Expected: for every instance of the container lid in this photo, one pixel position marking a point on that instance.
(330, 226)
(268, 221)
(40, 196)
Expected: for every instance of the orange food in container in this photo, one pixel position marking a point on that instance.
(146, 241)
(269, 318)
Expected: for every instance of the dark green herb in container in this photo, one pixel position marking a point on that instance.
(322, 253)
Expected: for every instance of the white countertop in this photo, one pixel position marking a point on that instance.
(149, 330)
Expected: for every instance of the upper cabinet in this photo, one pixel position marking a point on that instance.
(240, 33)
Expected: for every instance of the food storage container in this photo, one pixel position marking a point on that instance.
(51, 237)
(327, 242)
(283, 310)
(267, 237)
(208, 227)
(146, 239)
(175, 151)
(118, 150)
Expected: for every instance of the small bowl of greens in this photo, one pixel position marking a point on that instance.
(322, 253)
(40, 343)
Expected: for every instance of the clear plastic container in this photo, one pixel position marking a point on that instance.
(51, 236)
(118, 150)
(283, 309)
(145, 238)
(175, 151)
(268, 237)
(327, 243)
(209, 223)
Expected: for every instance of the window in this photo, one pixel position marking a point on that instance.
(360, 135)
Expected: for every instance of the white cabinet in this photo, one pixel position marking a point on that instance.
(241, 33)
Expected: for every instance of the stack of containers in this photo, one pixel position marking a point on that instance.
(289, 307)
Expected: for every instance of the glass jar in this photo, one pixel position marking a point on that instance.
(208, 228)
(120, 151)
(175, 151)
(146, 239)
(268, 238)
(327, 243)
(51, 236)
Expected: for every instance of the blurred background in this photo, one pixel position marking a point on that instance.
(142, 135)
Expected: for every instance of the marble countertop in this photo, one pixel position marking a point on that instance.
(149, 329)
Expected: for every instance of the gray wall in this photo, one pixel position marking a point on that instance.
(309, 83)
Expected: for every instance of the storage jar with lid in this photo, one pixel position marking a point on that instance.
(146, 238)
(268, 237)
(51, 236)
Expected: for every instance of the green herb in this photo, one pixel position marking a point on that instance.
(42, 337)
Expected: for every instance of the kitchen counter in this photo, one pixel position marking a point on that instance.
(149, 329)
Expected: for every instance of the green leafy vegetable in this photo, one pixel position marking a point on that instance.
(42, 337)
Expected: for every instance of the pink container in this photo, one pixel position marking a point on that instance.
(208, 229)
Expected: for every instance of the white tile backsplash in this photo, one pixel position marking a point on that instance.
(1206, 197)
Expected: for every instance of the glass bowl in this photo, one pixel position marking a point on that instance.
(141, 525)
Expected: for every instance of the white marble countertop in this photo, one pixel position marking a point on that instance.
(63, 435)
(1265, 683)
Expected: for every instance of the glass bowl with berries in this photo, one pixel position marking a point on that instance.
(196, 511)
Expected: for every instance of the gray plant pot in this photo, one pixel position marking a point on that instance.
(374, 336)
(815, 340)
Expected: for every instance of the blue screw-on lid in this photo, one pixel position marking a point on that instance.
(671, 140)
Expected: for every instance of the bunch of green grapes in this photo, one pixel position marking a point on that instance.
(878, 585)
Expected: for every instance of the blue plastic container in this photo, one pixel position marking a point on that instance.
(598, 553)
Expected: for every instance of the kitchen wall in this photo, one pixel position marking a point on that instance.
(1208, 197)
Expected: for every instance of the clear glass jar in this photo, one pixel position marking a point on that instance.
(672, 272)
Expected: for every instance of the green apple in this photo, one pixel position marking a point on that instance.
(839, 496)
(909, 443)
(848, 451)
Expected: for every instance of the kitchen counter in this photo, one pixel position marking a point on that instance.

Task to complete >>
Lay out every row above as a Markdown table with two columns, Row and Line, numbering the rows in order and leaving out blank lines.

Response below >>
| Row | Line |
|---|---|
| 1 | Expected: for every instance of the container lid in this photo, one pixel position marking a point on that instance. |
| 2 | (330, 226) |
| 3 | (268, 221) |
| 4 | (40, 196) |
| 5 | Expected: for every instance of the orange food in container in this photo, one pixel position marking a point on that instance. |
| 6 | (146, 241) |
| 7 | (269, 318) |
| 8 | Expected: for every instance of the dark green herb in container in this photo, one pixel position marking a point on that instance. |
| 9 | (322, 253) |
| 10 | Expected: for every instance of the white countertop in this photo, one pixel position marking a point on that instance. |
| 11 | (149, 330) |
| 12 | Expected: for every instance of the upper cabinet in this photo, one pixel position marking a point on that instance. |
| 13 | (240, 33) |
| 14 | Expected: for every instance of the food storage container in this photo, one pixel position marking a point on that instance. |
| 15 | (51, 237) |
| 16 | (327, 242) |
| 17 | (283, 310) |
| 18 | (267, 237) |
| 19 | (208, 227) |
| 20 | (146, 239) |
| 21 | (175, 151) |
| 22 | (118, 150) |
| 23 | Expected: for every instance of the small bowl of greens in this photo, one pixel position marking a point on that instance. |
| 24 | (322, 253) |
| 25 | (40, 343) |
| 26 | Expected: for every instance of the clear plastic container in this photo, one pixel position marking a point on that instance. |
| 27 | (51, 236) |
| 28 | (118, 150) |
| 29 | (283, 309) |
| 30 | (145, 238) |
| 31 | (175, 151) |
| 32 | (268, 237) |
| 33 | (327, 243) |
| 34 | (209, 223) |
| 35 | Expected: for every instance of the window in this photo, one pixel position marking a point on that instance. |
| 36 | (360, 135) |
| 37 | Expected: for every instance of the white cabinet in this photo, one pixel position marking a point on that instance. |
| 38 | (241, 33) |
| 39 | Expected: for every instance of the stack of containers in this photo, one pixel position marking a point on that instance. |
| 40 | (289, 307) |
| 41 | Expected: for every instance of the glass jar in this photo, one pixel position marking a point on that instance. |
| 42 | (208, 228) |
| 43 | (120, 151) |
| 44 | (175, 151) |
| 45 | (146, 239) |
| 46 | (268, 238) |
| 47 | (327, 243) |
| 48 | (51, 236) |
| 49 | Expected: for every instance of the blurred background in this photo, one pixel position marking a point on that instance. |
| 50 | (142, 135) |
| 51 | Expected: for every instance of the marble countertop in this photo, one pixel position marking a point on that instance. |
| 52 | (149, 329) |
| 53 | Expected: for every instance of the gray wall in this photo, one pixel position marking a point on that instance. |
| 54 | (309, 83) |
| 55 | Expected: for every instance of the storage jar with lid in this photo, one pixel position marking a point on that instance. |
| 56 | (146, 238) |
| 57 | (268, 237) |
| 58 | (51, 236) |
| 59 | Expected: for every instance of the green herb in this photo, one pixel position marking a point on that instance. |
| 60 | (42, 337) |
| 61 | Expected: for every instance of the kitchen counter in this photo, one pixel position marking a point on that instance. |
| 62 | (149, 329) |
| 63 | Expected: for every instance of the green leafy vegetable in this photo, one pixel position marking a point on that instance. |
| 64 | (42, 337) |
| 65 | Expected: for every instance of the pink container in this photo, one pixel position marking a point on that instance. |
| 66 | (208, 229) |
| 67 | Expected: for every instance of the white tile backsplash in this photo, one pixel position marking a point on that instance. |
| 68 | (1206, 197) |
| 69 | Expected: for every instance of the glass bowl in this photo, one pixel position marking a point on that instance. |
| 70 | (141, 525) |
| 71 | Expected: for every instance of the white marble countertop in this photo, one pixel position marking a point on that instance. |
| 72 | (63, 435) |
| 73 | (1265, 683) |
| 74 | Expected: for every instance of the glass bowl with berries in this photo, one pixel position marking a point on that instance. |
| 75 | (196, 511) |
| 76 | Expected: for every instance of the gray plant pot in this photo, one pixel position marking a point on that instance. |
| 77 | (374, 336) |
| 78 | (815, 340) |
| 79 | Expected: for every instance of the blue screw-on lid in this photo, one pixel position marking a point on that instance. |
| 80 | (671, 140) |
| 81 | Expected: for every instance of the bunch of green grapes in this photo, one pixel position marking a point on that instance. |
| 82 | (878, 585) |
| 83 | Expected: for every instance of the blue plastic container in this photo, one pixel position marking a point on that instance. |
| 84 | (598, 553) |
| 85 | Expected: for every instance of the kitchen wall in this photo, one pixel position marking a point on that instance. |
| 86 | (1208, 197) |
| 87 | Expected: for every instance of the clear glass jar in this photo, one pixel position marking a point on that instance. |
| 88 | (672, 272) |
| 89 | Expected: for every instance of the green apple in this photo, one pixel position marking a point on that instance. |
| 90 | (839, 496) |
| 91 | (909, 443) |
| 92 | (848, 451) |
| 93 | Expected: for every instance of the kitchen counter in this photo, one pixel position marking a point on that instance. |